SELECTED EXCERPT
· · ·
How the “Minnesota 8”
ended the Vietnam War
by
Frank Kroncke
Most know that President Nixon was toppled by the Watergate burglary scandal. But Nixon’s demise began with a prior burglary. So states Egil Krogh, former deputy assistant to the President for domestic affairs, who pled guilty to the charge of authorizing a prior burglary in 1971, that of the office of Dr. Lewis Fielding, Daniel Ellsberg's psychiatrist. Krogh sought to dig up dirt on Ellsberg, who leaked the Pentagon Papers.
Few Minnesotans know that Daniel Ellsberg tried to release the Pentagon
Papers at the trial of the “Minnesota
8,” a group lead by UM students and graduates, who raided
draft boards throughout Minnesota. The following is drawn from the
memoir of one of the 8, “Outlaw or Patriot,”
downloadable at www.minnesota8.net
I told my sons that I’m a violent felon. That I spent 14 months
of a five year sentence at Sandstone, then a medium security federal
prison, here in Minnesota. “Why?” Like any dad, I had
to come up with a good story. So, I said, “Listen, the Minnesota
8 ended the Vietnam War!” Let me explain.
Raiding Draft Boards
Nixon was winning. We were losing. We: student protestors, draft resisters,
nonviolent activists, all, just getting the hell beat out of us. At
the 1968 Democratic Convention in Chicago, the cops beat us up. Afterwards,
on our behalf, the “Chicago 7” stood trial for conspiracy
to incite a riot at the Convention. Aptly, Bobby Seale, a Black Panther,
was gagged and chained to his courtroom chair. Yeah, the “Movement”
fought back, mostly nonviolently. The Weathermen had their Day of
Rage in 1969. “Catholic Radicals,” led by Dan and Phil
Berrigan, two Catholic priests, unleashed a steady stream of nationwide
draft boards raids starting in 1967. In February 1970, Joe Mulligan,
S.J., a member of the “Chicago 15” draft raiders, aided
in the formation of the “Beaver 55” – Minnesota’s
and the nation’s largest draft board raid, ever. All Movement
actions to end the war.
· · ·
SUPPLIED INFORMATION
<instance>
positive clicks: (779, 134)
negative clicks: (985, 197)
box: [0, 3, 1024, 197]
· · ·
PROBLEMS TO WORK ON
1. In the Minnesota 8 article, how much time did the narrator spend at Sandstone, and out of what sentence?
2. Render this sentence from the Minnesota 8 article into Spanish: "Most know that President Nixon was toppled by the Watergate burglary scandal."
3. For each statement, answer yes or no according to the Minnesota 8 article, quoting the words that decide it.
(a) Egil Krogh pled guilty to authorizing the burglary of Dr. Lewis Fielding's office.
(b) The "Catholic Radicals" were led by two Protestant ministers.
(c) The Weathermen held their Day of Rage in 1968.

TASK RESULTS
1. 14 months of a five-year sentence.

2. La mayoría sabe que el presidente Nixon fue derrocado por el escándalo del robo de Watergate.

3.
(a) Yes: "pled guilty to the charge of authorizing a prior burglary in 1971, that of the office of Dr. Lewis Fielding"
(b) No: "led by Dan and Phil Berrigan, two Catholic priests"
(c) No: "The Weathermen had their Day of Rage in 1969."